**The exercise:** Write out, word for word, the rows starting at the line that contains "Note: point at the rocky" and ending at the final line of the rows.

--- Entries shown ---

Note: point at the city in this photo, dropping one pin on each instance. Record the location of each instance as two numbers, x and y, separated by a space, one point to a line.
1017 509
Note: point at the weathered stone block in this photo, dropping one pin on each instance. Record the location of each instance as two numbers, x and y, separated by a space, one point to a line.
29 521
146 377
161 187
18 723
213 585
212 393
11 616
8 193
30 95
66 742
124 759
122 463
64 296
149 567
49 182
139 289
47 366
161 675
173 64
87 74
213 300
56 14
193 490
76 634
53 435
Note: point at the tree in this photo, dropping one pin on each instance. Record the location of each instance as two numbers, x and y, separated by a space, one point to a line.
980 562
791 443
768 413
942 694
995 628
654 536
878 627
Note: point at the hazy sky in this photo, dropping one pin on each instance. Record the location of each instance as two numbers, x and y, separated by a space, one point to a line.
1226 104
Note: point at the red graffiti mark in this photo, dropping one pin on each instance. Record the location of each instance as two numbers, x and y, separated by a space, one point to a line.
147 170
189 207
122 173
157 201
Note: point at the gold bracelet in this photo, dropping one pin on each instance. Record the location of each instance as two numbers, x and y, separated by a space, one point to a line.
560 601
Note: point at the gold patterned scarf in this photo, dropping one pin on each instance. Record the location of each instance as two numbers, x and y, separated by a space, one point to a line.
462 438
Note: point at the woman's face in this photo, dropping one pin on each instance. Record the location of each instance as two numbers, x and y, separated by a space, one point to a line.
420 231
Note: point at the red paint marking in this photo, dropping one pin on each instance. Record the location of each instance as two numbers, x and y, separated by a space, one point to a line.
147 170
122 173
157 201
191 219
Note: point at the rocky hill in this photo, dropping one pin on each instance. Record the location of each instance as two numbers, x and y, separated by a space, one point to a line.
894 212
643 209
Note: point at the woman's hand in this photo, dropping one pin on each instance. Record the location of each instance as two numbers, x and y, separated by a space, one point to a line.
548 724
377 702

---

**Reply to the task:**
Note: point at the rocky hill in this photo, dropping one pin on each instance. Record the location of each instance as two numbers, x and y, separated by a space, one point to a line.
894 212
643 209
Note: point at the woman's hand in this photo, dropping one pin on each instance. Record the location of each instance as two numbers, x and y, separated by a space, one point to a line.
548 724
377 702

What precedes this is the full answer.